#### [REQUIREMENT]
Return the data below unchanged, without images.

#### [MATERIAL PROVIDED]
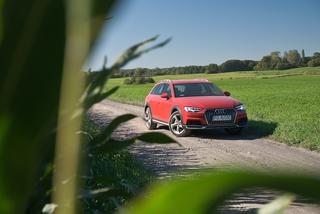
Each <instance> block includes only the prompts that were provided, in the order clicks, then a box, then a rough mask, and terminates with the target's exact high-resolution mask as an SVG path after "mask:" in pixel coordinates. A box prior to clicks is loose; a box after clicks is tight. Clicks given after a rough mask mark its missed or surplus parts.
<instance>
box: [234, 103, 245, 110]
mask: <svg viewBox="0 0 320 214" xmlns="http://www.w3.org/2000/svg"><path fill="white" fill-rule="evenodd" d="M235 109H236V110H237V111H245V110H246V107H245V106H244V105H243V104H240V105H238V106H236V108H235Z"/></svg>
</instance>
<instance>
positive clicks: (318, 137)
mask: <svg viewBox="0 0 320 214" xmlns="http://www.w3.org/2000/svg"><path fill="white" fill-rule="evenodd" d="M197 78H198V79H199V78H205V79H208V80H210V81H213V82H215V83H216V84H217V85H218V86H219V87H220V88H222V89H223V90H225V91H229V92H231V95H232V96H233V97H234V98H237V99H239V100H241V101H242V102H243V103H245V104H246V106H247V112H248V116H249V120H250V121H251V122H250V127H249V128H248V130H247V132H249V133H250V134H260V135H262V136H265V135H268V136H269V137H270V138H272V139H275V140H278V141H281V142H285V143H287V144H293V145H297V146H303V147H306V148H309V149H312V150H317V151H320V119H319V115H320V107H319V106H320V67H315V68H298V69H290V70H283V71H264V72H253V71H245V72H230V73H222V74H191V75H171V76H156V77H154V79H155V80H156V81H159V80H161V79H197ZM123 81H124V79H123V78H120V79H111V80H109V82H108V87H112V86H115V85H120V88H119V90H118V91H117V92H116V93H115V94H113V95H112V96H111V98H110V99H112V100H116V101H120V102H125V103H131V104H135V105H143V102H144V98H145V96H146V95H147V94H148V92H149V90H150V89H151V87H152V86H153V84H145V85H123Z"/></svg>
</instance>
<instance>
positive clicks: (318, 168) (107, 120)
mask: <svg viewBox="0 0 320 214" xmlns="http://www.w3.org/2000/svg"><path fill="white" fill-rule="evenodd" d="M124 113H133V114H136V115H137V116H139V117H137V118H135V119H133V120H131V121H129V122H127V123H126V124H124V125H122V126H121V127H120V128H119V129H117V130H116V132H115V133H114V136H115V137H118V138H127V137H130V136H133V135H137V134H139V133H142V132H147V131H148V130H147V129H146V127H145V125H144V121H143V119H142V117H143V108H142V107H139V106H133V105H128V104H120V103H117V102H112V101H109V100H105V101H103V102H101V103H99V104H96V105H95V106H93V108H92V109H91V110H90V112H89V117H90V119H91V120H93V121H94V122H95V123H96V124H98V125H99V126H105V125H107V124H108V122H109V121H110V119H112V118H114V117H115V116H118V115H121V114H124ZM157 131H160V132H163V133H166V134H168V135H169V136H171V137H173V138H174V139H175V140H177V141H178V142H179V143H180V144H181V145H182V146H179V145H177V144H146V143H142V142H139V143H137V144H135V145H134V146H132V147H131V148H130V152H131V153H132V154H133V155H134V156H135V157H137V158H138V159H139V160H141V162H142V163H143V164H144V166H145V167H146V168H147V169H149V170H150V171H151V172H153V173H154V174H155V175H156V176H157V177H158V178H159V179H162V178H165V177H168V176H172V174H175V175H179V174H184V172H185V171H187V170H189V169H198V168H204V167H205V168H223V169H226V168H233V167H235V166H242V167H246V168H254V169H258V170H263V171H264V170H270V169H274V170H283V169H286V170H288V171H289V170H291V171H294V172H296V171H298V170H300V171H301V172H302V173H305V174H306V173H310V174H315V173H317V174H318V173H320V154H319V153H316V152H312V151H308V150H306V149H303V148H296V147H290V146H288V145H285V144H282V143H278V142H275V141H272V140H269V139H265V138H261V137H259V136H252V135H241V136H230V135H228V134H225V133H224V132H223V131H219V130H211V131H198V132H196V133H194V134H193V135H192V136H190V137H185V138H177V137H175V136H173V135H172V134H171V133H170V132H169V131H168V128H166V127H164V126H162V127H159V129H158V130H157ZM182 171H183V172H182ZM277 194H278V193H276V192H274V191H267V190H257V189H256V190H249V191H247V193H246V194H244V193H243V194H237V195H235V196H234V197H233V198H232V199H230V200H229V201H228V202H227V204H226V206H225V207H224V211H226V212H228V213H244V212H246V213H247V212H249V213H252V212H254V211H255V210H256V208H258V207H260V206H262V205H263V204H265V203H267V202H268V201H270V200H271V199H273V198H274V197H275V196H276V195H277ZM305 200H306V199H298V200H297V201H295V202H294V203H293V204H292V205H291V206H290V208H289V209H288V210H287V211H286V213H320V206H319V204H318V205H317V204H314V203H313V204H306V203H305Z"/></svg>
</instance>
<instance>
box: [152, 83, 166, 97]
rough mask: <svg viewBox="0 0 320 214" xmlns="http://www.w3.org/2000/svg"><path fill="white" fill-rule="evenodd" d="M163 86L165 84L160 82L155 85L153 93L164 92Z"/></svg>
mask: <svg viewBox="0 0 320 214" xmlns="http://www.w3.org/2000/svg"><path fill="white" fill-rule="evenodd" d="M163 87H164V84H159V85H157V86H156V87H154V89H153V90H152V91H151V94H154V95H160V94H161V92H162V89H163Z"/></svg>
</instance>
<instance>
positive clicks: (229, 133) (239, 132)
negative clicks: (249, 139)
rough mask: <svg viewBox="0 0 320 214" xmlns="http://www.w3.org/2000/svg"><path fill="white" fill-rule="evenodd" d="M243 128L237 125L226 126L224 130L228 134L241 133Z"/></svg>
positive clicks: (239, 133) (236, 133)
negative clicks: (233, 126)
mask: <svg viewBox="0 0 320 214" xmlns="http://www.w3.org/2000/svg"><path fill="white" fill-rule="evenodd" d="M242 130H243V128H242V127H237V128H226V129H225V131H226V132H227V133H228V134H231V135H239V134H241V132H242Z"/></svg>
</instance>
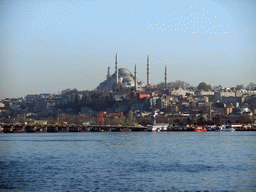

#### [SOLUTION FOR THIS TASK]
Each <instance> block includes only the prompts that were provided, in the order clicks, then a box, then a rough mask, and terminates with the target's exact high-resolution mask as an SVG path after "mask:" in pixel coordinates. A box prior to clicks is loose; a box after clicks is tight. Clicks given after a rough mask mark its missed or surplus parts.
<instance>
box: [234, 103, 245, 110]
mask: <svg viewBox="0 0 320 214" xmlns="http://www.w3.org/2000/svg"><path fill="white" fill-rule="evenodd" d="M235 109H236V110H237V111H245V110H246V107H245V106H244V105H243V104H240V105H238V106H236V108H235Z"/></svg>
</instance>
<instance>
positive clicks: (318, 137)
mask: <svg viewBox="0 0 320 214" xmlns="http://www.w3.org/2000/svg"><path fill="white" fill-rule="evenodd" d="M197 78H198V79H199V78H205V79H208V80H210V81H213V82H215V83H216V84H217V85H218V86H219V87H220V88H222V89H223V90H225V91H229V92H231V95H232V96H233V97H234V98H237V99H239V100H241V101H242V102H243V103H245V104H246V106H247V112H248V116H249V120H250V121H251V122H250V127H249V128H248V130H247V132H249V133H250V134H260V135H262V136H265V135H268V136H269V137H270V138H272V139H275V140H278V141H281V142H285V143H287V144H293V145H297V146H303V147H306V148H309V149H312V150H317V151H320V119H319V115H320V107H319V106H320V67H315V68H298V69H290V70H283V71H264V72H253V71H245V72H230V73H222V74H191V75H171V76H156V77H154V79H155V80H156V81H159V80H161V79H197ZM123 81H124V79H123V78H120V79H111V80H109V82H108V87H112V86H115V85H120V88H119V90H118V91H117V92H116V93H115V94H113V95H112V96H111V98H110V99H112V100H116V101H120V102H125V103H131V104H135V105H143V102H144V98H145V96H146V95H147V94H148V92H149V90H150V89H151V87H152V86H153V84H145V85H123Z"/></svg>
</instance>
<instance>
positive clicks: (318, 168) (107, 120)
mask: <svg viewBox="0 0 320 214" xmlns="http://www.w3.org/2000/svg"><path fill="white" fill-rule="evenodd" d="M124 113H133V114H136V115H137V116H139V117H137V118H135V119H133V120H131V121H129V122H127V123H126V124H124V125H122V126H121V127H120V128H119V129H117V130H116V132H115V133H114V136H115V137H118V138H127V137H130V136H133V135H137V134H139V133H142V132H147V131H148V130H147V129H146V127H145V125H144V121H143V119H142V117H143V108H142V107H139V106H133V105H128V104H120V103H117V102H112V101H109V100H105V101H103V102H101V103H99V104H96V105H95V106H93V108H92V109H91V110H90V112H89V117H90V119H91V120H93V121H94V122H95V123H96V124H98V125H99V126H105V125H107V124H108V122H109V121H110V119H112V118H114V117H115V116H118V115H121V114H124ZM157 131H160V132H163V133H166V134H168V135H169V136H171V137H173V138H174V139H175V140H177V141H178V142H179V143H180V144H181V145H182V146H179V145H177V144H146V143H142V142H139V143H137V144H135V145H134V146H132V147H131V148H130V152H131V153H132V154H133V155H134V156H135V157H137V158H138V159H139V160H141V162H142V163H143V164H144V166H145V167H146V168H147V169H149V170H150V171H151V172H153V173H154V174H155V175H156V176H157V177H158V178H159V179H162V178H165V177H168V176H172V174H175V175H179V174H184V172H185V171H187V170H189V169H198V168H204V167H205V168H223V169H226V168H233V167H235V166H242V167H246V168H254V169H258V170H263V171H264V170H270V169H274V170H283V169H286V170H288V171H289V170H291V171H294V172H296V171H298V170H300V171H301V172H302V173H305V174H306V173H310V174H315V173H317V174H318V173H320V154H319V153H316V152H312V151H308V150H306V149H303V148H296V147H290V146H288V145H285V144H282V143H278V142H275V141H272V140H269V139H265V138H261V137H259V136H252V135H241V136H230V135H228V134H225V133H224V132H223V131H219V130H211V131H198V132H196V133H194V134H193V135H192V136H190V137H185V138H177V137H175V136H173V135H172V134H171V133H170V132H169V131H168V128H166V127H164V126H162V127H159V129H158V130H157ZM182 171H183V172H182ZM277 194H278V193H276V192H274V191H267V190H257V189H256V190H249V191H247V193H246V194H244V193H243V194H237V195H235V196H234V197H233V198H232V199H230V200H229V201H228V202H227V204H226V206H225V207H224V211H226V212H228V213H244V212H246V213H247V212H249V213H252V212H254V211H255V210H256V208H258V207H260V206H262V205H263V204H265V203H267V202H268V201H270V200H271V199H273V198H274V197H275V196H276V195H277ZM305 200H306V199H298V200H297V201H295V202H294V203H293V204H292V205H291V206H290V208H289V209H288V210H287V211H286V213H320V206H319V204H318V205H317V204H314V203H313V204H306V203H305Z"/></svg>
</instance>
<instance>
box: [152, 83, 166, 97]
rough mask: <svg viewBox="0 0 320 214" xmlns="http://www.w3.org/2000/svg"><path fill="white" fill-rule="evenodd" d="M163 86L165 84L160 82L155 85L153 93L164 92Z"/></svg>
mask: <svg viewBox="0 0 320 214" xmlns="http://www.w3.org/2000/svg"><path fill="white" fill-rule="evenodd" d="M163 87H164V84H159V85H157V86H156V87H154V89H153V90H152V91H151V94H154V95H160V94H161V92H162V89H163Z"/></svg>
</instance>
<instance>
positive clicks: (229, 133) (239, 132)
negative clicks: (249, 139)
rough mask: <svg viewBox="0 0 320 214" xmlns="http://www.w3.org/2000/svg"><path fill="white" fill-rule="evenodd" d="M243 128L237 125L226 126L224 130L228 134L241 133Z"/></svg>
positive clicks: (239, 133) (236, 133)
negative clicks: (233, 126)
mask: <svg viewBox="0 0 320 214" xmlns="http://www.w3.org/2000/svg"><path fill="white" fill-rule="evenodd" d="M242 130H243V128H242V127H237V128H226V129H225V131H226V132H227V133H228V134H231V135H239V134H241V132H242Z"/></svg>
</instance>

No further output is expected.